_DOCUMENT SECTION_
== == ==

Many children from minority groups in Bulgaria have no access to Internet and online education. This problem occurs because of the financial instability of these groups combined with the global pandemic that the country is facing.
According to the Bulgarian National Radio (BNR) around 10% or 1,300 children from the Lovech region have not taken part in the online education. Bulgaria has 28 provinces, which raises the number as high as 35,000 to 40,000 children, reports Darik news.
Because of the circumstances the schools in province Gabrovo, municipality Sevlievo had to handle the problem in a different way.
“During the attempt for an online environment, every week we had to walk around the houses of the children and give them their weekly lessons and assignments on paper, which we prepared beforehand. I was responsible for the children in Sevlievo,” says Polya Abadzhieva, a teacher at Primary School Hristo Botev in Dobromirka.

There have been attempts from different organization such as AMALIPE (Roma organization working for equal integration of Roma in the Bulgarian society) and the government to provide the children in need with the necessary equipment for online classes. However, they have met certain difficulties.
“Тhe same problem often occurs with minority groups. The devices they are given could appear in pawnshops afterwards,” says Plamen Hristov, a class teacher at Primary School St St Cyril and Methodius, in Dushevo. He is not the only one who makes this claim. Krasimir Valchev, the education and science minister in Bulgaria said that a big amount of devices previously distributed were either sold or bet on.
The Lens asked Vanesa, a student at the Primary School St St Cyril and Methodius, about the needed equipment for online education. The child, who is 11 years old and has 7 siblings, answered that she has a phone but no Internet. “The computer at home is for my older sister. She has to study. A woman from the school was coming at home and gave me papers from which I studied, and I returned them to my teacher,” added the child.
The teaching process at St St Cyril and Metodius Primary School, Photograph: Nadezhda Pencheva
Yesterday approximately 170,000 children returned to the classrooms. According to Krasimir Valchev if the situation worsens, older students will have to go back to online education.
In two weeks time, more students are expected to return to physical education which means that soon the Covid-19 measures may have to tighten. But there is hope in the situation.
“We are definitely more prepared for future lockdowns because of the technologies that we are going to buy,” says Marielka Tsoneva, the headmistress of Primary School St St Cyril and Methodius, in Dushevo.

== == ==

_LISTED RECORDS_
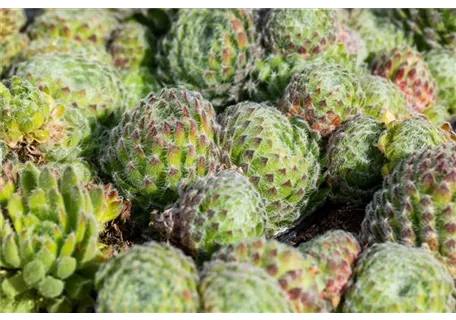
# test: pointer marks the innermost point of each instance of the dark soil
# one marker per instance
(347, 217)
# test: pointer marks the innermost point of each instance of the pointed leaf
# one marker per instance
(97, 198)
(61, 305)
(10, 251)
(29, 179)
(16, 210)
(47, 254)
(47, 181)
(56, 208)
(74, 205)
(68, 246)
(78, 287)
(65, 267)
(37, 204)
(33, 272)
(14, 285)
(50, 287)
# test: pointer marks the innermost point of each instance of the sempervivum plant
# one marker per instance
(36, 127)
(407, 69)
(77, 82)
(168, 139)
(353, 161)
(392, 278)
(308, 32)
(298, 274)
(233, 287)
(210, 50)
(81, 24)
(415, 207)
(378, 34)
(149, 278)
(336, 252)
(213, 212)
(49, 237)
(279, 156)
(404, 137)
(324, 94)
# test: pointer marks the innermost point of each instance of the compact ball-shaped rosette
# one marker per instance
(297, 273)
(407, 69)
(416, 205)
(148, 278)
(169, 139)
(353, 160)
(324, 94)
(214, 211)
(210, 50)
(336, 252)
(308, 32)
(232, 287)
(77, 82)
(279, 156)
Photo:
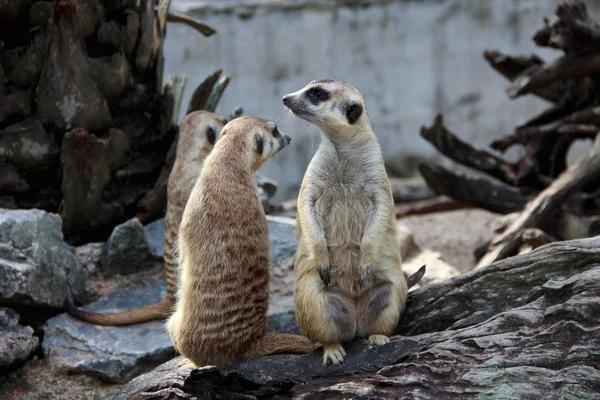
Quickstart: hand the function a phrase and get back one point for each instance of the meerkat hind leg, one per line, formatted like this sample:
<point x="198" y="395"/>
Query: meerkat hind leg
<point x="328" y="318"/>
<point x="333" y="352"/>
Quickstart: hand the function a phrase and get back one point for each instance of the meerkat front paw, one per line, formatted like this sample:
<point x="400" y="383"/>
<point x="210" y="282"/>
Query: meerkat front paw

== == ==

_EXERCISE BRIEF_
Echo the article on online education in Bulgaria word for word, from "Many children from" up to and including "reports Darik news.". The items were taken from a separate source and are unrelated to the article.

_RESPONSE TO THE EXERCISE_
Many children from minority groups in Bulgaria have no access to Internet and online education. This problem occurs because of the financial instability of these groups combined with the global pandemic that the country is facing.
According to the Bulgarian National Radio (BNR) around 10% or 1,300 children from the Lovech region have not taken part in the online education. Bulgaria has 28 provinces, which raises the number as high as 35,000 to 40,000 children, reports Darik news.